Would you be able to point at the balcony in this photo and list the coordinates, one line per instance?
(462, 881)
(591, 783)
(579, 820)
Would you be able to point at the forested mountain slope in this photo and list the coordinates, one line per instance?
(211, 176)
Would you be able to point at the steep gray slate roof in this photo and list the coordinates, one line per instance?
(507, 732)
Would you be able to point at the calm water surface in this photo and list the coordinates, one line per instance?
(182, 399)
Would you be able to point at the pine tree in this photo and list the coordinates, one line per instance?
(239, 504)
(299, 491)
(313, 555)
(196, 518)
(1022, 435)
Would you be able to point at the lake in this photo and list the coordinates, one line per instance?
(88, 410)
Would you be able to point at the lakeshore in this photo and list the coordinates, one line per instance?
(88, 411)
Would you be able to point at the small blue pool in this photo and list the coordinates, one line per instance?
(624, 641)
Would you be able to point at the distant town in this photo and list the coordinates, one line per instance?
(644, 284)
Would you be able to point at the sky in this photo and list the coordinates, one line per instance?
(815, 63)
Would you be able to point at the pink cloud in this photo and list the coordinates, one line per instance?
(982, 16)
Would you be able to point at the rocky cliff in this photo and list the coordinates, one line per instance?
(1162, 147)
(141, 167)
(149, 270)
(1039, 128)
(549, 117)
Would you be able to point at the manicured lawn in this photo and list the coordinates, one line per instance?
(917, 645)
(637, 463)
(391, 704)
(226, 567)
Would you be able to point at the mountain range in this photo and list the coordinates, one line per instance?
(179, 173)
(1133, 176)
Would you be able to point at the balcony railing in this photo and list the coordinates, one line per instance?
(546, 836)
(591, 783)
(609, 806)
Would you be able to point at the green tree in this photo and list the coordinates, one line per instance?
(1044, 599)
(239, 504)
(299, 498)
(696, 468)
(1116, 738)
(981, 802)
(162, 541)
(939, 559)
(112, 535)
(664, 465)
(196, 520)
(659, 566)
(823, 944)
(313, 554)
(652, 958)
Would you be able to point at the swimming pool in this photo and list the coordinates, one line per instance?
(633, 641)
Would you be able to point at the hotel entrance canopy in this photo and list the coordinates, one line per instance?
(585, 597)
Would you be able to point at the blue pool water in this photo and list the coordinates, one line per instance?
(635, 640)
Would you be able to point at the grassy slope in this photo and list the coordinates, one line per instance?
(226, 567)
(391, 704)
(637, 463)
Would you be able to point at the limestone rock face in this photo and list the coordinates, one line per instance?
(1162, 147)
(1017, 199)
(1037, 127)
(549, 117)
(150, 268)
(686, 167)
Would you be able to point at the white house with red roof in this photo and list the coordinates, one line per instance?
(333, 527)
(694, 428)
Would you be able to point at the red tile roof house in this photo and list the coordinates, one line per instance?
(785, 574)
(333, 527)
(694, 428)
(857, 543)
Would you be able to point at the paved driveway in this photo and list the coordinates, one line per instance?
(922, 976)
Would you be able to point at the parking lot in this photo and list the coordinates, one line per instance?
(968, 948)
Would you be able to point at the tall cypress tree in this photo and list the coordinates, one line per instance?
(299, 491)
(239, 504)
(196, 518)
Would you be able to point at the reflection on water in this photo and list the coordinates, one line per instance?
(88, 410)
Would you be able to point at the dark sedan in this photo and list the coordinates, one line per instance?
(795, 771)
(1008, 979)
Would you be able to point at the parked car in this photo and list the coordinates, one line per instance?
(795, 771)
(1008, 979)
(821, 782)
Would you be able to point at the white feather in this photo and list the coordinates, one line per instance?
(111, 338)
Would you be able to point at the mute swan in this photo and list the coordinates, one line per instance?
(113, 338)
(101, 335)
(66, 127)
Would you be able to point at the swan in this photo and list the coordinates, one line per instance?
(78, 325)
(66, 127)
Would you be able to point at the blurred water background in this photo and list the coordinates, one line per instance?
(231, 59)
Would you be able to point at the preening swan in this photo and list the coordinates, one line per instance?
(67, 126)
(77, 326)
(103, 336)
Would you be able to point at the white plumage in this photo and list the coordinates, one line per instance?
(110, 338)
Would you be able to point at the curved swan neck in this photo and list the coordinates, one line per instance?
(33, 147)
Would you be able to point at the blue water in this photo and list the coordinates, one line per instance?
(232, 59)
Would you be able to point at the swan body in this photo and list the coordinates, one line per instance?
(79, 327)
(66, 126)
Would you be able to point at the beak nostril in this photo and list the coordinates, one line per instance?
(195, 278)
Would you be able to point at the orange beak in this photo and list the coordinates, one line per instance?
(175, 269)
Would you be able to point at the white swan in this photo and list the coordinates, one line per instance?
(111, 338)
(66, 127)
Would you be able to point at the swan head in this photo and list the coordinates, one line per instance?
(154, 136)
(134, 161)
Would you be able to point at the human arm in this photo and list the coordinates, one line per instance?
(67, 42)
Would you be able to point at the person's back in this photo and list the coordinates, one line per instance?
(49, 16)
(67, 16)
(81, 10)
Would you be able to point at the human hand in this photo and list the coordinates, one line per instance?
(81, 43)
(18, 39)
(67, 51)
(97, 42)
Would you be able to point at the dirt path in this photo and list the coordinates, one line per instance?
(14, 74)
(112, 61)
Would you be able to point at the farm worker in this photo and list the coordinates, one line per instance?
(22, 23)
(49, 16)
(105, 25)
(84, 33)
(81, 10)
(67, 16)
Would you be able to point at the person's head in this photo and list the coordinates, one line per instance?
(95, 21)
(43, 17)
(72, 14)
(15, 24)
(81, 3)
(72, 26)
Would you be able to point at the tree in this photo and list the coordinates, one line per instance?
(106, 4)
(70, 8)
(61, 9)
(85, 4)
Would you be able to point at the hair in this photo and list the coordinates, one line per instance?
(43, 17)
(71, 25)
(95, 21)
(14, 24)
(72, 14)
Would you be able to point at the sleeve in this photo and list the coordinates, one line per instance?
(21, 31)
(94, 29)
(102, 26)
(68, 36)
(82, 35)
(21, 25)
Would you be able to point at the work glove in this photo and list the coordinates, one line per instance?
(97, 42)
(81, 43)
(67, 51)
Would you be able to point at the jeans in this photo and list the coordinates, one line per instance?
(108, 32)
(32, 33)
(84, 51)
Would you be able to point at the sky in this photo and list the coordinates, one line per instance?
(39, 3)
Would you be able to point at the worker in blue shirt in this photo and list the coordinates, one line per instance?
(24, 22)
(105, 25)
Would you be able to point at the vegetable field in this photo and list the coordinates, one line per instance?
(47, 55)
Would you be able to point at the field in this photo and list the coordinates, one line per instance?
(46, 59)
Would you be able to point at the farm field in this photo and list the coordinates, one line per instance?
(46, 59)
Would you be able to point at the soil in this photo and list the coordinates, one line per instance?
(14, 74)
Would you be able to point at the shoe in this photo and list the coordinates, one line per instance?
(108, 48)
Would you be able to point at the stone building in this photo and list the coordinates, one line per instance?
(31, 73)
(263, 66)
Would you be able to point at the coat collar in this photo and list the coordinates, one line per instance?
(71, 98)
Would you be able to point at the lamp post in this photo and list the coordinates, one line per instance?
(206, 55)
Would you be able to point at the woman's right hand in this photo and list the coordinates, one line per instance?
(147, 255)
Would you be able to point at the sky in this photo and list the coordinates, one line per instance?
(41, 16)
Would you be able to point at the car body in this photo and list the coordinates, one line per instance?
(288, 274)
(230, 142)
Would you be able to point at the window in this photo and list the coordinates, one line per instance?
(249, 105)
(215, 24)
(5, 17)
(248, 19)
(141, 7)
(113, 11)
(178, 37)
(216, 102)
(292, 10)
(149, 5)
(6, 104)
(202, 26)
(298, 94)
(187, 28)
------------------------
Copy the entire listing above line for line, with no changes to wording, numbers, or order.

## Reply:
Would you be able to point at the balcony in this photo and list the coordinates, one line per instance?
(462, 881)
(591, 783)
(579, 820)
Would you be able to point at the forested mountain slope in this photo and list the coordinates, one line per instance?
(211, 176)
Would you be able to point at the steep gray slate roof in this photo and list the coordinates, one line per instance?
(507, 732)
Would you be able to point at the calm water surface in this photo and list the coordinates, one line per instance?
(182, 399)
Would you be able to point at the pine tree in this photo and list the coordinates, one line per instance?
(239, 504)
(299, 491)
(313, 555)
(196, 518)
(1022, 435)
Would you be able to point at the lake in this photo and list the coordinates, one line per instance?
(88, 410)
Would you be able to point at the lakeshore in this photo and list the coordinates, one line per instance?
(88, 411)
Would you be able to point at the small blue pool in this photo and list the coordinates, one line per instance?
(624, 641)
Would you be able to point at the distant town in this photo and list the coordinates, one line per instance?
(644, 284)
Would you be able to point at the sky in this photo and list the coordinates, one line per instance?
(815, 63)
Would you be able to point at the pink cloud in this photo and list the coordinates, one line per instance?
(982, 16)
Would you be able to point at the rocky cliff in this photo and list the coordinates, one line per instance?
(1162, 147)
(141, 167)
(149, 270)
(1039, 128)
(549, 117)
Would you be able to point at the manicured lawn in this photo and list the coordinates, one line per instance?
(917, 645)
(637, 463)
(391, 704)
(226, 567)
Would you be able to point at the mountain range in this photo and list the coordinates, one line per instance?
(179, 173)
(1133, 176)
Would you be able to point at the balcony railing in this photo and list the coordinates, one line per instance?
(546, 836)
(591, 783)
(609, 806)
Would you be able to point at the green tree in this photo and list the coordinates, one line per instance?
(1044, 599)
(239, 504)
(299, 498)
(696, 468)
(1116, 738)
(981, 802)
(162, 541)
(939, 559)
(112, 535)
(664, 465)
(196, 520)
(659, 566)
(823, 944)
(313, 554)
(652, 958)
Would you be able to point at the swimming pool in this photo and list the coordinates, one line per instance?
(633, 641)
Would you be able to point at the hotel entrance canopy in this photo and list the coordinates, one line per instance?
(585, 597)
Would you be able to point at the blue pool water in this photo and list the coordinates, one line per instance?
(635, 640)
Would you be able to point at the grassy slope in this photo and list the coordinates, one line per instance?
(226, 567)
(391, 704)
(637, 463)
Would you be able to point at the limestone rock face in this photo and list the coordinates, one line per instance?
(1162, 147)
(1017, 199)
(1037, 127)
(549, 117)
(150, 268)
(686, 167)
Would you be able to point at the white house with red roof in this photo and list the coordinates, one line per instance?
(333, 527)
(694, 428)
Would you be able to point at the red tile roof house in this photo and list the coordinates, one line per instance?
(785, 574)
(333, 527)
(694, 428)
(857, 543)
Would you be able to point at the paved driveway in this photo and list the coordinates, one line per instance?
(922, 976)
Would you be able to point at the parking lot in this photo and list the coordinates, one line per instance?
(968, 948)
Would you be able to point at the tall cypress tree in this photo and list the coordinates, one line per instance?
(299, 491)
(239, 504)
(196, 518)
Would you be able to point at the reflection on water in this photo and list the coordinates, one line per instance?
(88, 410)
Would you be able to point at the dark sedan in this photo and list the coordinates, one line per instance?
(795, 771)
(1008, 979)
Would you be able to point at the parked car in this photo and list the coordinates, one line per instance?
(795, 771)
(1008, 979)
(821, 782)
Would you be able to point at the white feather in this photo and list the coordinates, one line per instance?
(111, 338)
Would you be able to point at the mute swan in this photo and list the coordinates, one line per instance?
(113, 338)
(101, 335)
(66, 127)
Would you be able to point at the swan in this photo and list the coordinates, one line per instance?
(78, 325)
(66, 127)
Would you be able to point at the blurred water background in this photo and list the coordinates, one line per instance?
(231, 59)
Would you be able to point at the preening swan in this photo and list the coordinates, one line per instance?
(67, 126)
(77, 326)
(103, 336)
Would you be able to point at the white plumage in this photo and list the coordinates, one line per instance?
(110, 338)
Would you be able to point at the curved swan neck in this photo and list the coordinates, one line per instance?
(33, 147)
Would you be able to point at the blue water in this photo and list the coordinates, one line per instance?
(232, 59)
Would you be able to point at the swan body in this photo and list the coordinates, one line per instance?
(79, 327)
(66, 126)
Would you be able to point at the beak nostril in this photo and list the coordinates, one line per instance?
(195, 278)
Would you be able to point at the orange beak in this photo and list the coordinates, one line per instance?
(175, 269)
Would you be able to point at the white swan in this photo and list the coordinates, one line per instance?
(111, 338)
(66, 127)
Would you be able to point at the swan head in this photo and list the coordinates, one line per instance?
(154, 136)
(134, 161)
Would you be able to point at the human arm in this photo and list the coordinates, one line per instance?
(67, 42)
Would you be able to point at the person's back in this photo and list the coordinates, one line per instance?
(49, 16)
(67, 16)
(81, 10)
Would you be able to point at the human hand in this photo and list the coordinates, one line per instance?
(81, 43)
(18, 39)
(67, 51)
(97, 42)
Would you be able to point at the dirt path in this photo and list the coordinates, one line per instance?
(14, 74)
(112, 61)
Would you be able to point at the farm worker in this photo and list the coordinates, one line per instance?
(22, 23)
(49, 16)
(105, 25)
(84, 33)
(81, 10)
(67, 16)
Would you be able to point at the person's head in this photo and list the coordinates, one line per instance?
(95, 21)
(43, 17)
(72, 14)
(15, 24)
(81, 3)
(72, 26)
Would you be able to point at the tree in this photo and list the coordinates, one line per instance?
(106, 4)
(70, 8)
(61, 9)
(85, 4)
Would you be able to point at the hair in this photo and list the coordinates, one line per instance?
(43, 17)
(71, 25)
(95, 21)
(14, 24)
(72, 14)
Would you be able to point at the sleeve in this photo and list the coordinates, one line per instance?
(21, 31)
(94, 29)
(102, 26)
(68, 36)
(82, 35)
(21, 25)
Would you be able to point at the work glove in this photo and list the coordinates, one line per instance?
(97, 42)
(81, 43)
(67, 51)
Would you be able to point at the jeans in this photo and list the coordinates, one line per instance?
(108, 32)
(32, 33)
(84, 51)
Would you be able to point at the sky in this photo and list the coordinates, one line per instance?
(39, 3)
Would you be able to point at the worker in blue shirt in this photo and list the coordinates, one line per instance?
(24, 22)
(105, 25)
Would you be able to point at the vegetable field in this photo and list the coordinates, one line per instance?
(47, 55)
Would you be able to point at the field in this photo and list the coordinates, one line per instance?
(46, 59)
Would you be able to point at the farm field in this photo and list the coordinates, one line per instance?
(46, 59)
Would you be able to point at the soil in this photo and list the coordinates, one line per instance?
(14, 74)
Would you be able to point at the shoe in this photo and list the coordinates, one line per instance?
(108, 48)
Would you be able to point at the stone building in this photo and list the coordinates, one line per instance?
(31, 73)
(263, 66)
Would you be able to point at the coat collar in this photo and list the coordinates, one line per instance?
(71, 98)
Would you be able to point at the lamp post in this photo and list the coordinates, one line per instance?
(206, 55)
Would you be able to point at the woman's right hand in this photo and list the coordinates, one line per instance?
(147, 255)
Would you be able to point at the sky in this photo and list the coordinates, one line per instance?
(41, 16)
Would you be able to point at the car body in this photo and list the coordinates, one line per instance?
(288, 274)
(230, 142)
Would you be able to point at the window in this photo and list the coordinates, one line per instance?
(249, 105)
(215, 24)
(5, 17)
(248, 19)
(141, 7)
(113, 11)
(178, 37)
(216, 102)
(292, 10)
(149, 5)
(6, 104)
(202, 26)
(298, 94)
(187, 28)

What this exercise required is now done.